*Task objective*
Copy the records below from the start through the line that contains "888;458;1200;595", inclusive, requests included, and multiply each bounding box coordinate in the answers by 2.45, rounding to whole numbers with halves rounded up. Leave the numbers in the requests and their format samples unchanged.
════════════════════
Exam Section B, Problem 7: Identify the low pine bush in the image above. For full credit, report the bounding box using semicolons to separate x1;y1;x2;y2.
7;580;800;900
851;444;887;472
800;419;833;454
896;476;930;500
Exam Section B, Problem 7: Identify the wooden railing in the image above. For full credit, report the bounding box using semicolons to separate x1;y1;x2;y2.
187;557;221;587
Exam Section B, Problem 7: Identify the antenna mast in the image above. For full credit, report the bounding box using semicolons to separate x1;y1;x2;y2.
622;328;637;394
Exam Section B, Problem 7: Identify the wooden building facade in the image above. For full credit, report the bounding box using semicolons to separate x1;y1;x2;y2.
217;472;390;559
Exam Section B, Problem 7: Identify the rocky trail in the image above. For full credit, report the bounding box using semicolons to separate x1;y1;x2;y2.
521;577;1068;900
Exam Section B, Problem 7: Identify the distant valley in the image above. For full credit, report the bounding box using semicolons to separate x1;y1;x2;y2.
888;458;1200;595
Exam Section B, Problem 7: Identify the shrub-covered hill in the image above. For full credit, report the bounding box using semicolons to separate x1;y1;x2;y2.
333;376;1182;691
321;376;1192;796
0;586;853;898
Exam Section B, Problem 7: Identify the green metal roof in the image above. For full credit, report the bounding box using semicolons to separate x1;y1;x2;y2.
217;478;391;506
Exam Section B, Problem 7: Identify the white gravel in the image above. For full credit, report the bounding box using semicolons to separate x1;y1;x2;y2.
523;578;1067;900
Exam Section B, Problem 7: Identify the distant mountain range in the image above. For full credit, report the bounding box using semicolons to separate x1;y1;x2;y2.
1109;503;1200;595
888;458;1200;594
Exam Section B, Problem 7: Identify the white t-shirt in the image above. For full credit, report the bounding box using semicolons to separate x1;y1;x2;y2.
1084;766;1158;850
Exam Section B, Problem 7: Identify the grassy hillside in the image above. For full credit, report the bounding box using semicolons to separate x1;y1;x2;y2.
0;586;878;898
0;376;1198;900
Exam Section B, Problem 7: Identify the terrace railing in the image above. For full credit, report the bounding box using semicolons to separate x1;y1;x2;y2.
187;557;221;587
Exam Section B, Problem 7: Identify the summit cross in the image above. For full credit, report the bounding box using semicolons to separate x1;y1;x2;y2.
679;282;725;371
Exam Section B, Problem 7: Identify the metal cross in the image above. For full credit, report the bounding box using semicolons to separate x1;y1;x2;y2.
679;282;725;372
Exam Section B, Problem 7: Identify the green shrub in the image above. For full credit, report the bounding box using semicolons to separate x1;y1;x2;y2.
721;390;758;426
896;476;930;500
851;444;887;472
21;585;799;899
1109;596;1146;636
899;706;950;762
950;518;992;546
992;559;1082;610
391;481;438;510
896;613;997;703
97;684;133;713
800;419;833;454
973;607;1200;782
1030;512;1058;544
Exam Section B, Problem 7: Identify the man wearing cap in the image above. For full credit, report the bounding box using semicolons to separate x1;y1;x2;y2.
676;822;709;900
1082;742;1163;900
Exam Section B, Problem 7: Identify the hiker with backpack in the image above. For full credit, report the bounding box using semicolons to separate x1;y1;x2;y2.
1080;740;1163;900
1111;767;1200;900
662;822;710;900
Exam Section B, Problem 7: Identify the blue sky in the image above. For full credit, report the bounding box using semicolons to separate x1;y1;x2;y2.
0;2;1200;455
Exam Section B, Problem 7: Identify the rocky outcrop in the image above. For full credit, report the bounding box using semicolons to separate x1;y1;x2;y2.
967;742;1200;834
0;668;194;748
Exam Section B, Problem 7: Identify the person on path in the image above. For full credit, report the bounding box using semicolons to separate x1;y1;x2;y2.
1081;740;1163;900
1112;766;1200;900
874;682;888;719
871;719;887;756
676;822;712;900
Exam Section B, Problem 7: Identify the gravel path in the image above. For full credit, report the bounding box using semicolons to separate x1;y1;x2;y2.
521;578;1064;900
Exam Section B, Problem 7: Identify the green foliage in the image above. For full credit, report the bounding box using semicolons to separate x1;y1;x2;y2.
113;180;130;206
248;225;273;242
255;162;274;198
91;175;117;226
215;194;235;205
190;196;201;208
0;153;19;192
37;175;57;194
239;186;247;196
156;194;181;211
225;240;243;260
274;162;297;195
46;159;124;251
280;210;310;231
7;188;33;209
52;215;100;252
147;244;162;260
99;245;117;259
════════════════════
*Solution to this problem*
Exam Section B, Problem 7: Identify the low pine bush in the image above. For full credit, report the bounding box using semicolons to separate x1;y1;x2;y2.
17;1421;1960;2205
2085;1088;2173;1156
1960;1027;2041;1112
2195;1166;2279;1225
Exam Section B, Problem 7: Identify the wooden railing in the image above. For full credit, report the bounding box using semicolons to separate x1;y1;x2;y2.
458;1365;541;1438
Exam Section B, Problem 7: Identify the antenna mast in the image above. For full credit, report the bounding box using semicolons to separate x1;y1;x2;y2.
1524;804;1561;965
Exam Section B, Problem 7: Identify the wooden building facade in the image above. For full credit, report the bounding box using semicolons to separate x1;y1;x2;y2.
532;1156;956;1370
Exam Section B, Problem 7: Identify the rocky trail in the image above. For full credit, report the bounding box using semicolons to separate x1;y1;x2;y2.
1276;1414;2617;2205
Exam Section B, Problem 7: Identify the distant valley in the image above. For full credit, report the bounding box using semicolons to separate x1;y1;x2;y2.
2176;1122;2940;1458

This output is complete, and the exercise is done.